Sunday, May 22, 2011

The news from When Pigs Fly Farm


When Pigs Fly Farm is EXPANDING!

In between building rockin' tomato fortresses, getting on Facebook and producing potentially viral gardening videos, Farmer Jim has staked out and is currently excavating When Pigs Farm 2.o.


WPF 2.o will be ready for occupation Summer 2012. Make your reservations now.

In other news:

The tomatoes survived four consecutive days of 70-degree sunny weather, but have now returned to their miserably normal state: Rain, cold and general dankness.

They're a pathetic looking lot, aren't they? But I have faith in them.
Sort of.

The arugula, carrots and fennel seem fairly oblivious to the general climatological cruddiness and are perking right along, and speaking of 2.os, Romaine 2.o has arrived.

Stay AWAY, Bastardly Birds.
And I MEAN it this time!


Over on Farmer Jim's side of things, he's got dill and onions in, lettuce looks good and his peas are simply p.r.e.c.i.o.u.s.


And, oh, while my corn is no way as high as an elephant's eye (more like a sheep dog's eye) -- WTF!! did you say corn??? -- Why yes. As a matter of fact I did.

Extracted records:
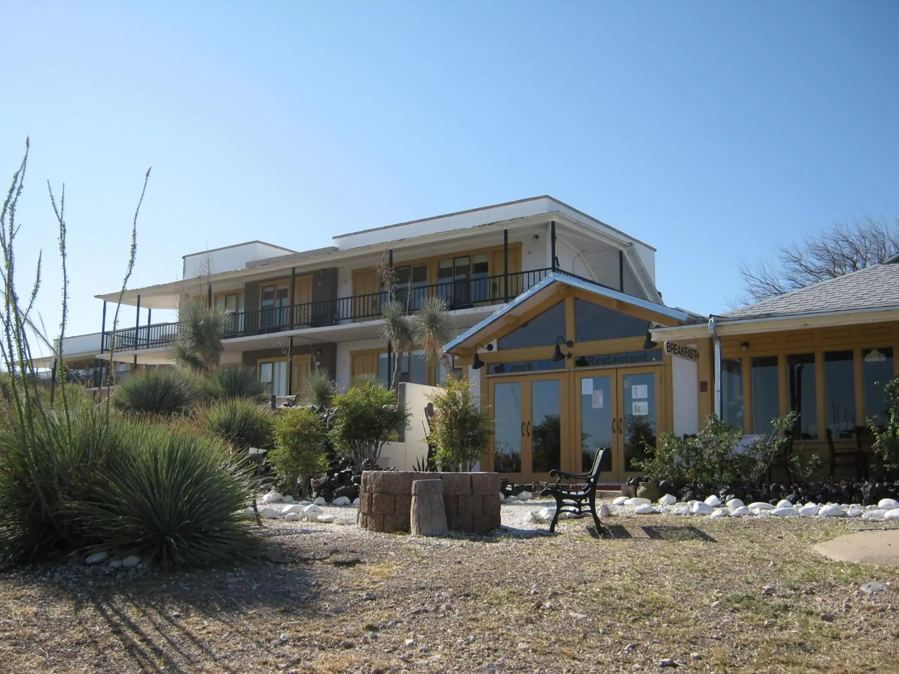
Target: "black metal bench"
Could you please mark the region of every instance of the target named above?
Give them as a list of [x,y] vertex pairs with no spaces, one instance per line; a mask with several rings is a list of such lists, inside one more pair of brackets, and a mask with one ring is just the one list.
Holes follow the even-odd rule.
[[[606,457],[608,451],[610,451],[608,448],[603,448],[596,452],[596,458],[593,459],[593,466],[590,473],[581,474],[565,473],[561,470],[549,471],[549,476],[556,478],[556,483],[540,492],[540,496],[552,496],[556,499],[556,514],[553,515],[553,521],[549,524],[550,532],[556,530],[556,522],[558,521],[560,513],[573,512],[576,516],[582,517],[589,512],[593,516],[596,533],[601,535],[609,533],[602,526],[602,522],[600,521],[599,513],[596,511],[596,484],[600,479],[600,466],[602,466],[602,460]],[[563,484],[563,477],[575,480],[577,483]]]

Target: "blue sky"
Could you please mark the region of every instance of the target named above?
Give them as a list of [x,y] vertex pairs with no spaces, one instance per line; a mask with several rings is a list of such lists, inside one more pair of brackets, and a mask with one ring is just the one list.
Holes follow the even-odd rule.
[[93,296],[120,284],[150,165],[132,287],[174,280],[181,256],[207,247],[304,250],[548,193],[654,245],[666,303],[720,312],[741,257],[899,214],[893,0],[31,2],[4,14],[0,174],[31,135],[20,265],[48,255],[50,333],[48,179],[66,182],[74,333],[99,330]]

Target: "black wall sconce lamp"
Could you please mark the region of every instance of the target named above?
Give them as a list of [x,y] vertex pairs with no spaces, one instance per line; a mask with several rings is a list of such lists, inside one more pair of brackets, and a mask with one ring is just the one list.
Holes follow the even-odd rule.
[[653,324],[646,324],[646,341],[643,342],[644,349],[654,349],[658,344],[653,341],[653,335],[650,334],[649,331],[653,329]]
[[565,360],[565,359],[571,359],[571,357],[574,355],[571,351],[568,351],[567,353],[562,353],[562,348],[561,348],[561,346],[559,344],[560,341],[563,342],[563,343],[565,343],[565,345],[566,347],[568,347],[569,349],[571,349],[573,346],[574,346],[574,342],[572,341],[571,340],[568,340],[567,341],[565,341],[565,338],[562,335],[559,335],[558,337],[556,337],[556,353],[553,354],[553,362],[554,363],[557,363],[560,360]]
[[480,356],[477,355],[478,347],[480,347],[481,349],[485,349],[488,351],[492,351],[494,350],[493,344],[487,344],[486,346],[484,346],[484,344],[481,343],[475,344],[475,359],[471,362],[472,369],[480,369],[485,365],[485,362],[481,360]]

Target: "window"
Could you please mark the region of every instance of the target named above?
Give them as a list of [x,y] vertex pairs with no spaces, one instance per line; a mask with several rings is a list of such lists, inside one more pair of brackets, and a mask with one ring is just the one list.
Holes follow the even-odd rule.
[[[387,352],[378,355],[378,376],[385,384],[389,384],[393,380],[393,368],[396,368],[396,354],[390,357],[389,368],[387,368]],[[403,354],[403,365],[400,370],[399,380],[401,382],[411,382],[412,384],[428,383],[428,365],[424,359],[423,351],[412,352],[412,372],[409,372],[409,353]]]
[[743,360],[721,361],[721,416],[737,430],[743,430]]
[[585,299],[574,300],[575,341],[645,337],[647,327],[648,324],[642,318],[608,309]]
[[893,348],[862,349],[861,372],[865,384],[865,418],[883,426],[887,421],[890,399],[884,390],[893,378]]
[[778,357],[762,356],[752,359],[752,432],[768,435],[771,421],[780,415],[780,387],[778,382]]
[[287,324],[289,289],[286,283],[263,287],[263,325]]
[[852,351],[824,353],[824,408],[834,439],[851,438],[856,426]]
[[531,346],[554,346],[558,337],[565,338],[565,302],[559,302],[528,323],[497,340],[497,348],[525,349]]
[[797,439],[818,437],[818,407],[815,395],[814,354],[787,356],[787,393],[789,411],[799,415],[793,430]]
[[270,395],[287,395],[287,360],[260,363],[259,381],[268,385]]

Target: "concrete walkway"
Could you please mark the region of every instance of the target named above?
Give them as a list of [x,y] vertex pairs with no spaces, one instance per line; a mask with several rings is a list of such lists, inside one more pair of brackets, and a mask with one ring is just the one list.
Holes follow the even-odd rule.
[[814,550],[838,562],[899,566],[899,528],[847,534],[819,543]]

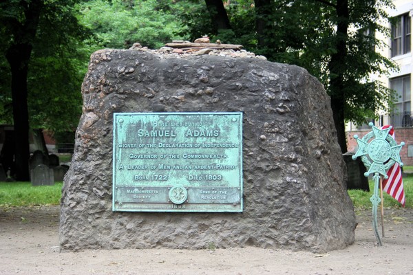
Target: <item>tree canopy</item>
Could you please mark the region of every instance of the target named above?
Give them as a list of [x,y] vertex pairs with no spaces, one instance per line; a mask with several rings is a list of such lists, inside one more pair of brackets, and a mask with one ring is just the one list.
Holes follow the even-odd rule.
[[[377,32],[389,34],[385,10],[392,6],[391,1],[226,2],[231,29],[209,28],[213,38],[226,34],[228,39],[270,60],[301,66],[317,77],[331,97],[343,153],[347,151],[345,122],[361,123],[391,107],[394,94],[370,78],[395,68],[377,51],[385,44],[374,36]],[[187,16],[197,18],[199,14]],[[189,29],[190,34],[199,34],[195,27]]]
[[[241,44],[304,67],[324,85],[343,152],[344,122],[388,107],[392,94],[369,76],[394,65],[378,54],[390,0],[6,0],[0,3],[0,120],[18,139],[28,178],[29,129],[73,130],[90,54],[173,39]],[[27,172],[26,172],[27,170]]]
[[19,180],[29,179],[30,126],[63,131],[73,127],[78,118],[71,112],[79,113],[81,75],[85,69],[80,65],[84,60],[76,57],[87,32],[74,16],[76,2],[0,3],[0,74],[6,76],[0,82],[5,107],[2,120],[10,122],[12,116]]

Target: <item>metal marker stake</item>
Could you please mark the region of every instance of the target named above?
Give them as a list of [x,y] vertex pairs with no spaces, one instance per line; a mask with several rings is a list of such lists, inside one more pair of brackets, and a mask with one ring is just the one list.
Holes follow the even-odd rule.
[[379,234],[379,230],[377,229],[377,207],[380,201],[381,201],[380,197],[379,197],[380,175],[378,173],[374,173],[373,181],[374,182],[374,190],[373,195],[370,197],[370,201],[373,204],[373,229],[374,230],[374,234],[376,235],[377,243],[379,246],[381,246],[381,239],[380,239],[380,234]]
[[384,200],[383,199],[383,177],[380,177],[380,199],[381,199],[381,236],[384,238]]
[[[373,229],[377,243],[379,245],[381,246],[381,239],[377,229],[377,208],[379,203],[382,201],[379,196],[381,175],[385,179],[388,178],[387,171],[396,162],[403,166],[400,159],[400,151],[401,146],[404,145],[404,142],[401,142],[400,145],[397,145],[393,137],[389,135],[392,126],[381,129],[371,122],[369,123],[369,125],[372,129],[371,132],[366,134],[361,139],[359,138],[357,135],[354,136],[359,145],[359,149],[352,158],[355,160],[357,157],[361,157],[364,166],[368,168],[368,171],[364,173],[366,177],[374,174],[374,190],[370,198],[370,201],[373,204]],[[381,187],[380,189],[382,190]],[[382,223],[383,214],[382,209]],[[384,236],[384,229],[383,229],[383,233]]]

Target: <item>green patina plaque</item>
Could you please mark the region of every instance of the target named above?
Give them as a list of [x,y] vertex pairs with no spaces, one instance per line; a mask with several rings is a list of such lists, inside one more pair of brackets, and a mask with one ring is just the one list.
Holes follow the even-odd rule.
[[242,113],[116,113],[113,142],[114,211],[242,211]]

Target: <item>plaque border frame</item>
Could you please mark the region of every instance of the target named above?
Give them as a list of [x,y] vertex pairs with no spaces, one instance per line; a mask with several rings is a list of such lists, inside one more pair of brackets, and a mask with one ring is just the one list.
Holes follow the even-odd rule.
[[[221,208],[220,209],[211,209],[211,210],[187,210],[185,208],[182,208],[182,205],[176,205],[173,203],[171,203],[171,206],[177,206],[177,208],[171,207],[170,209],[119,209],[116,207],[115,202],[115,192],[116,186],[115,185],[115,150],[116,148],[116,146],[115,144],[115,129],[116,129],[116,116],[134,116],[134,115],[139,115],[139,116],[180,116],[180,115],[218,115],[218,116],[224,116],[224,115],[238,115],[240,116],[240,154],[238,155],[240,168],[240,207],[235,210],[231,210],[229,207]],[[244,179],[243,179],[243,113],[242,111],[235,111],[235,112],[125,112],[125,113],[113,113],[113,128],[112,128],[112,211],[113,212],[233,212],[233,213],[239,213],[243,212],[244,210]],[[220,205],[220,204],[216,204],[216,205]],[[229,206],[226,204],[221,204],[224,206]]]

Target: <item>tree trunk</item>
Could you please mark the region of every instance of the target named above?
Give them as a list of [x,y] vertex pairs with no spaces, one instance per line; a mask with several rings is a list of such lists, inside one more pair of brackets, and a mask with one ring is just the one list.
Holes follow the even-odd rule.
[[216,33],[220,30],[230,30],[231,24],[222,0],[205,0],[205,4]]
[[266,31],[271,14],[271,0],[255,0],[255,28],[258,39],[258,46],[264,48],[266,46]]
[[6,53],[12,72],[12,99],[16,152],[16,179],[30,181],[29,113],[28,111],[28,72],[32,45],[12,45]]
[[28,109],[28,73],[32,54],[32,43],[36,36],[42,0],[32,0],[22,5],[24,23],[11,19],[14,43],[9,47],[6,57],[12,73],[12,100],[16,148],[16,179],[27,182],[29,175],[29,114]]
[[33,129],[33,142],[37,150],[40,150],[42,153],[46,155],[49,155],[49,150],[46,146],[46,142],[45,140],[45,136],[43,133],[42,129]]
[[328,63],[330,70],[330,89],[331,108],[334,123],[337,131],[339,144],[342,153],[347,152],[346,126],[344,124],[345,79],[344,71],[347,59],[347,40],[349,22],[348,0],[337,0],[336,6],[337,31],[336,34],[336,53],[332,54]]

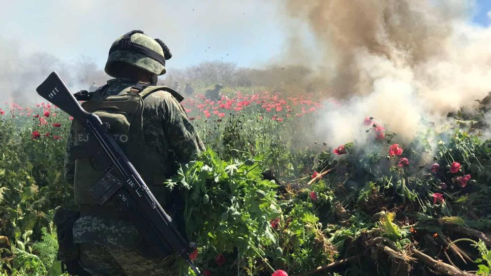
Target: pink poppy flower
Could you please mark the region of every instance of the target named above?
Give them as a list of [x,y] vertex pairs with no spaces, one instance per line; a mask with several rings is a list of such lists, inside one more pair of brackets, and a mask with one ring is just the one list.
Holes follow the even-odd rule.
[[433,204],[437,204],[437,201],[439,201],[441,203],[445,202],[443,199],[443,194],[440,193],[434,193],[432,195],[433,197]]
[[409,160],[408,160],[408,158],[405,157],[401,158],[399,159],[399,162],[397,162],[397,166],[399,166],[401,167],[404,167],[404,166],[407,166],[409,164]]
[[450,172],[455,174],[461,169],[461,163],[458,162],[454,162],[450,164]]
[[345,148],[345,145],[340,146],[337,148],[334,149],[334,153],[338,155],[341,155],[342,154],[344,154],[347,152],[346,151],[346,149]]

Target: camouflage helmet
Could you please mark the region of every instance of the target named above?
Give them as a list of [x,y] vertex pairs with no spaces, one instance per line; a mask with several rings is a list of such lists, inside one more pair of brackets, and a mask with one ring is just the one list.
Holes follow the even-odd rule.
[[152,39],[141,30],[133,30],[113,43],[104,71],[115,77],[114,63],[120,62],[160,76],[165,74],[165,60],[172,56],[161,40]]

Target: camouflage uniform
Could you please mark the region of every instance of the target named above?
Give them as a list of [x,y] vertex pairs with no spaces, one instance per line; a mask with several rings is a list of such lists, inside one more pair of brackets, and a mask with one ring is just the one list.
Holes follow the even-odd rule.
[[[157,69],[165,72],[165,68]],[[103,100],[109,96],[128,93],[128,88],[136,82],[123,78],[110,80],[106,86],[95,92],[89,101]],[[143,102],[143,137],[146,144],[161,157],[159,158],[161,160],[159,163],[156,163],[156,160],[147,159],[145,162],[148,163],[142,164],[141,161],[133,160],[130,156],[128,158],[137,170],[148,164],[160,164],[162,162],[166,167],[160,168],[163,176],[168,178],[175,173],[178,163],[191,161],[204,149],[204,146],[183,109],[171,93],[167,91],[154,92],[144,97]],[[76,144],[76,136],[72,127],[65,162],[65,178],[72,183],[76,183],[76,178],[79,177],[70,151]],[[144,177],[143,175],[142,176]],[[148,185],[149,181],[145,180]],[[155,186],[148,185],[162,207],[166,209],[165,198],[170,195],[170,193],[163,184],[161,186],[156,187],[159,189],[155,191],[152,187]],[[79,202],[77,203],[78,191],[74,189],[74,193],[76,203],[80,204]],[[172,196],[175,195],[174,193],[172,194]],[[78,195],[79,198],[80,196]],[[102,208],[104,205],[99,206]],[[170,214],[172,215],[172,213]],[[73,232],[74,242],[80,244],[80,265],[92,275],[177,274],[179,257],[171,255],[165,260],[160,258],[126,218],[82,214],[75,223]]]

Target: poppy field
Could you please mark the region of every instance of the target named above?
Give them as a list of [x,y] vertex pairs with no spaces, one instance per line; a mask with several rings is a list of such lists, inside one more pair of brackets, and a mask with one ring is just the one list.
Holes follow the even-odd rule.
[[[311,133],[336,102],[314,94],[181,104],[207,149],[162,185],[185,195],[203,275],[490,274],[484,107],[443,127],[422,120],[410,141],[366,114],[356,140],[332,146]],[[47,103],[5,107],[0,275],[58,275],[52,221],[75,208],[63,170],[73,118]]]

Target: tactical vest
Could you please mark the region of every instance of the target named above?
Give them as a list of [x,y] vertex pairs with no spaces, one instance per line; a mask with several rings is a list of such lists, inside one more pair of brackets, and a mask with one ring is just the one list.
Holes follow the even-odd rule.
[[[163,156],[145,142],[144,100],[151,93],[162,90],[171,93],[179,101],[182,97],[168,87],[147,86],[146,83],[138,83],[116,95],[99,99],[91,97],[82,106],[87,112],[99,117],[109,133],[114,138],[161,205],[165,208],[166,201],[169,202],[171,198],[163,182],[175,170],[165,171],[166,168],[169,167],[168,164],[165,163],[168,161],[168,156]],[[72,131],[74,136],[74,145],[70,150],[72,158],[75,160],[75,203],[97,204],[90,189],[103,178],[111,164],[105,154],[100,151],[95,138],[91,136],[78,122],[73,121]],[[164,131],[163,129],[163,133]],[[162,136],[162,139],[165,139],[164,135]],[[112,200],[110,199],[105,205],[112,204]]]

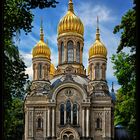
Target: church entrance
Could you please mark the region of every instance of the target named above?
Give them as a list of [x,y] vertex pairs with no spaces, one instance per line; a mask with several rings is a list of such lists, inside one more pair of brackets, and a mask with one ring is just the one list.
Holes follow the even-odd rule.
[[57,140],[80,140],[80,137],[74,128],[67,127],[61,130]]
[[65,134],[63,140],[74,140],[73,134]]

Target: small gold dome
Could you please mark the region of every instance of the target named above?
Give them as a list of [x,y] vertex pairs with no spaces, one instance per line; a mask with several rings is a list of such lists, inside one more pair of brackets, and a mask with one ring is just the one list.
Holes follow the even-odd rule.
[[89,49],[89,58],[94,56],[107,57],[107,49],[104,44],[100,41],[100,33],[98,27],[98,18],[97,18],[97,32],[96,32],[96,40],[93,45]]
[[50,66],[50,75],[53,75],[54,76],[55,74],[55,67],[54,65],[51,63],[51,66]]
[[91,46],[91,48],[89,49],[89,58],[97,55],[103,57],[107,56],[107,49],[104,46],[104,44],[99,40],[96,40],[94,44]]
[[41,24],[41,28],[40,28],[40,41],[33,48],[32,55],[33,55],[33,58],[46,57],[48,59],[50,59],[50,56],[51,56],[50,48],[44,42],[44,34],[43,34],[42,24]]
[[69,0],[69,7],[66,15],[60,20],[58,24],[58,35],[63,33],[78,33],[83,36],[84,25],[79,17],[77,17],[73,10],[72,0]]
[[50,59],[51,51],[50,51],[50,48],[48,47],[48,45],[44,41],[40,40],[36,44],[36,46],[33,48],[32,55],[33,55],[33,58],[46,57],[46,58]]

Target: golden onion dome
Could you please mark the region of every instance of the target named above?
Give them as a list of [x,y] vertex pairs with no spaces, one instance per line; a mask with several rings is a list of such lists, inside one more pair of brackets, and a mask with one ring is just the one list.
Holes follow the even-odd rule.
[[51,66],[50,66],[50,75],[54,75],[55,74],[55,67],[54,65],[51,63]]
[[33,48],[32,55],[33,55],[33,58],[46,57],[48,59],[50,59],[50,56],[51,56],[50,48],[44,42],[44,34],[43,34],[42,24],[41,24],[41,28],[40,28],[40,41]]
[[58,24],[58,35],[63,33],[78,33],[83,36],[84,25],[74,13],[72,0],[69,0],[68,11]]
[[94,57],[94,56],[101,56],[105,58],[107,57],[107,49],[104,46],[104,44],[100,41],[100,33],[99,33],[98,26],[97,26],[97,32],[96,32],[96,40],[89,49],[89,58]]

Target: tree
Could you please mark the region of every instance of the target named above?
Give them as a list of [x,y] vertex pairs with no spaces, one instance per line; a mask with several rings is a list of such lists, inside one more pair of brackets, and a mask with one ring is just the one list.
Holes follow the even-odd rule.
[[[117,54],[112,55],[114,75],[121,88],[117,93],[115,106],[115,124],[125,126],[136,139],[136,1],[134,7],[122,17],[114,33],[121,31]],[[123,52],[128,48],[129,52]]]
[[[15,123],[16,120],[23,121],[23,118],[17,117],[18,112],[22,108],[17,106],[22,104],[25,95],[25,84],[27,83],[28,75],[25,74],[25,63],[22,60],[18,46],[15,45],[13,38],[19,38],[20,30],[29,33],[32,29],[32,21],[34,15],[31,10],[34,8],[49,8],[55,7],[55,0],[5,0],[4,1],[4,139],[20,139],[17,137],[23,133],[22,123]],[[18,101],[17,101],[18,100]],[[13,107],[14,106],[14,107]],[[12,114],[12,116],[11,116]],[[22,114],[23,115],[23,114]],[[24,115],[23,115],[24,116]],[[14,123],[11,121],[14,120]],[[21,129],[18,129],[20,126]],[[16,134],[15,134],[16,133]]]

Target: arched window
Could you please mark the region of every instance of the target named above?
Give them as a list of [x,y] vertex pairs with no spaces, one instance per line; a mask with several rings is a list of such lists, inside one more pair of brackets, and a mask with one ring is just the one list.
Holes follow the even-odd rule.
[[97,129],[102,128],[102,120],[100,118],[97,118],[96,120],[96,128]]
[[77,113],[78,113],[78,107],[77,104],[73,105],[73,125],[77,125]]
[[105,80],[105,64],[102,65],[102,79]]
[[95,67],[95,78],[96,80],[99,80],[100,78],[100,67],[99,67],[99,63],[96,64],[96,67]]
[[73,54],[73,42],[68,41],[68,62],[73,62],[74,60],[74,54]]
[[42,78],[42,64],[41,63],[38,64],[38,76],[39,76],[39,79]]
[[61,43],[61,63],[64,62],[64,43]]
[[60,105],[60,125],[64,125],[64,104]]
[[66,102],[66,122],[70,123],[71,122],[71,102],[68,100]]
[[77,42],[77,48],[76,48],[76,62],[80,62],[80,43]]
[[38,118],[38,120],[37,120],[37,128],[38,129],[43,128],[43,120],[41,118]]
[[73,135],[70,135],[69,136],[69,140],[74,140],[74,136]]

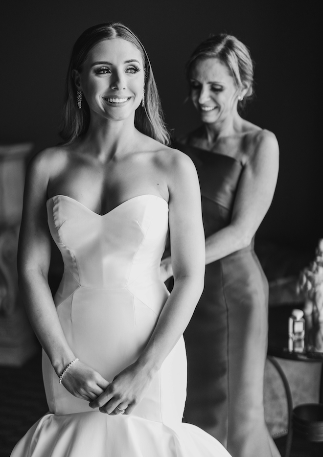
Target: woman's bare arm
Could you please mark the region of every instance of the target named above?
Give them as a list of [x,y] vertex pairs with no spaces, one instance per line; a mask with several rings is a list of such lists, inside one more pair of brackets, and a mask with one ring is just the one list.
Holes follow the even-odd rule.
[[[75,358],[75,355],[63,332],[48,283],[51,249],[46,201],[53,162],[52,157],[49,158],[48,155],[46,151],[38,155],[31,161],[27,170],[18,266],[19,288],[29,320],[57,374],[59,375]],[[76,375],[77,379],[73,379],[72,374],[75,375],[80,370],[82,373]],[[71,393],[81,398],[92,399],[94,396],[89,395],[89,392],[94,390],[98,395],[102,391],[102,388],[96,387],[98,382],[104,388],[109,384],[101,379],[98,373],[97,376],[93,375],[92,372],[96,372],[86,367],[81,361],[74,364],[69,372],[64,376],[64,385],[66,384]],[[80,376],[82,379],[79,380]],[[91,388],[85,385],[87,381],[84,384],[84,376],[86,380],[90,379]]]
[[91,404],[111,413],[129,405],[129,414],[140,401],[152,377],[187,325],[202,294],[205,268],[201,195],[191,160],[175,151],[167,170],[169,228],[174,286],[147,346],[137,361],[116,377]]
[[206,240],[207,264],[249,246],[271,204],[278,176],[278,143],[268,131],[254,141],[240,177],[231,222]]
[[[207,265],[248,246],[270,206],[277,182],[279,149],[275,135],[261,132],[240,178],[231,223],[206,240]],[[172,275],[172,260],[161,264],[164,280]]]

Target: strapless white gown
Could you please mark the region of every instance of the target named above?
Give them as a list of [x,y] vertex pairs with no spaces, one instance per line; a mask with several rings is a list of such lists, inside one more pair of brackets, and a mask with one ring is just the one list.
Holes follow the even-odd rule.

**ACTION ITEM A**
List every crop that the farm news post names as growing on Farmer Jim's side of things.
**ACTION ITEM B**
Transcribe the stretch of the farm news post from "Sunday, May 22, 2011" through "Pigs Farm 2.o.".
**ACTION ITEM C**
Answer these questions using the farm news post.
(i) When will WPF 2.o be ready for occupation?
(ii) For how many consecutive days of 70-degree sunny weather did the tomatoes survive?
(iii) The corn is compared to an elephant's eye. Whose eye is its height compared to instead?

**YOUR SOLUTION A**
Dill, onions, lettuce, peas

**YOUR SOLUTION B**
Sunday, May 22, 2011

The news from When Pigs Fly Farm


When Pigs Fly Farm is EXPANDING!

In between building rockin' tomato fortresses, getting on Facebook and producing potentially viral gardening videos, Farmer Jim has staked out and is currently excavating When Pigs Farm 2.o.

**YOUR SOLUTION C**
(i) Summer 2012
(ii) Four
(iii) A sheep dog's eye